Kutipan Teks:

****************

Begitu juga di game kedua. Jarak enam poin, 16-10, hampir pasti mendekatkan pasangan nomor satu dunia itu dari garis kemenangan. Namun hal yang tidak diinginkan terjadi. Pasangan Denmark itu menunjukkan kelebihannya dalam mengontor keadaan. Perlahan-lahan mulai mengejar ketertinggalan meski Marcus-Kevin hanya butuh satu poin untuk menang dalam kedudukan 20-18. 

Kesalahan yang tidak perlu terjadi. Termakan oleh bayang-bayang kemenangan di depan mata. Permainan menjadi tidak terkendali. Penuh nafsu segera mengakhiri pertandingan. Justru hal ini menjadi bumerang. Boe/Mogensen dalam segala ketenangannya berhasil merebut game kedua, 22-24.

Indonesia masih butuh beberapa game lagi untuk menyisihkan Denmark dari Piala Sudirman kali ini. Setidaknya bila Marcus/Kevin memenangkan pertandingan ini maka peluang lolos masih terbuka. Namun apa daya keunggulan cukup jauh, 11-5 dan 15-10 gagal dipertahankan. Boe/Mogensen berhasil mengejar ketertinggalan. Sejak imbang 15-15 laga semakin alot. Kejar mengejar angka terjadi. Sayang Marcus/Kevin antiklimaks. Pemegang hattrick gelar All England, India Open dan Malaysia Open itu menyerah, 21-23.

 Seandainya Marcus/Kevin tidak melakukan kesalahan yang tidak patut, garis nasib Indonesia tidak semalang ini. Di partai keempat, Fitriani berhasil menunjukkan keunggulannya saat berhadapan dengan salah satu titik lemah Denmark. Mia Blichfeldt harus mengakui keunggulan Fitriani setelah keduanya berjuang selama 76 menit dengan skor akhir 12-21, 21-19 dan 22-20. Fitriani mengulangi hasil positif seperti di perempat final Swiss Open 2017 lalu.

Seandainya tidak terjadi “kesalahan” pada Marcus/Kevin, Indonesia sudah memastikan tiket delapan besar. Partai kelima pun menjadi penentu.  Sebagai gantinya, ganda putri Indonesia harus  menang dua game langsung. 

Bagi pasangan yang baru dipasangkan, menunaikan syarat itu sungguh luar biasa berat. Apalagi lawan yang dihadapi adalah pasangan kaya pengalaman yang kini berada di rangking dua dunia, Kamilla Rytter Juhl/Christinna Pedersen. Sementara Indonesia mencoba peruntungan dengan memasangkan Greysia Polii dan pendatang baru, Apriani Rahayu. 

Saat kehilangan game pertama, sejarah negatif bagi Indonesia terukir. Kemenangan di game kedua tidak lebih dari sebentuk penghiburan. Pertandingan berdurasi 70 menit yang berakhir dengan skor 21-18, 13-21 dan 21-13 untuk pasangan Denmark semakin menampar wajah Indonesia. Denmark pun lolos sebagai juara grup, didampingi India dari grup D.

Garuda yang semula datang dengan harapan akan terbang tinggi justru bernasib malang. Penantian panjang sejak pertama dan terakhir kali juara pada 1989 masih terus berlanjut. Menyisahkan lara di edisi ke-15.

****************

Catatan Hasil Ekstraksi:
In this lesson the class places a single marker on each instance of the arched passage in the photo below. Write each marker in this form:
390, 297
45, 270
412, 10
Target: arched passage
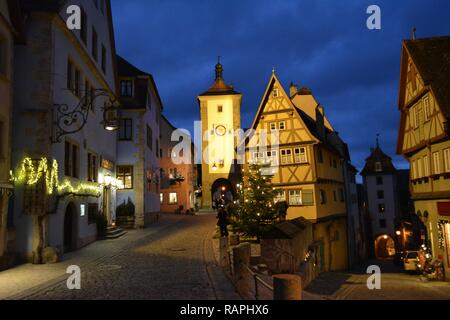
70, 228
384, 247
222, 188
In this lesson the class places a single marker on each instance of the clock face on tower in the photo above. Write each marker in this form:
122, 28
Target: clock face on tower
221, 130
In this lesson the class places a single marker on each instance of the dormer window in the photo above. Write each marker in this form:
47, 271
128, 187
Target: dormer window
126, 88
378, 167
276, 93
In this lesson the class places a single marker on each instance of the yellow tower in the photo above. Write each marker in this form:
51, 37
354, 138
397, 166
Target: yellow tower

****************

Tugas Singkat: Untuk setiap pernyataan di bawah, jawab ya atau tidak menurut kutipan tentang Piala Sudirman, lalu sertakan kata-kata kutipan yang menentukan jawabanmu. (a) Fitriani mengalahkan Mia Blichfeldt dalam tiga game. (b) Marcus/Kevin memenangkan game kedua melawan Boe/Mogensen. (c) Indonesia pertama dan terakhir kali juara pada 1989.

Jawaban:
(a) Ya: "Mia Blichfeldt harus mengakui keunggulan Fitriani setelah keduanya berjuang selama 76 menit dengan skor akhir 12-21, 21-19 dan 22-20."
(b) Tidak: "Boe/Mogensen dalam segala ketenangannya berhasil merebut game kedua, 22-24."
(c) Ya: "Penantian panjang sejak pertama dan terakhir kali juara pada 1989 masih terus berlanjut."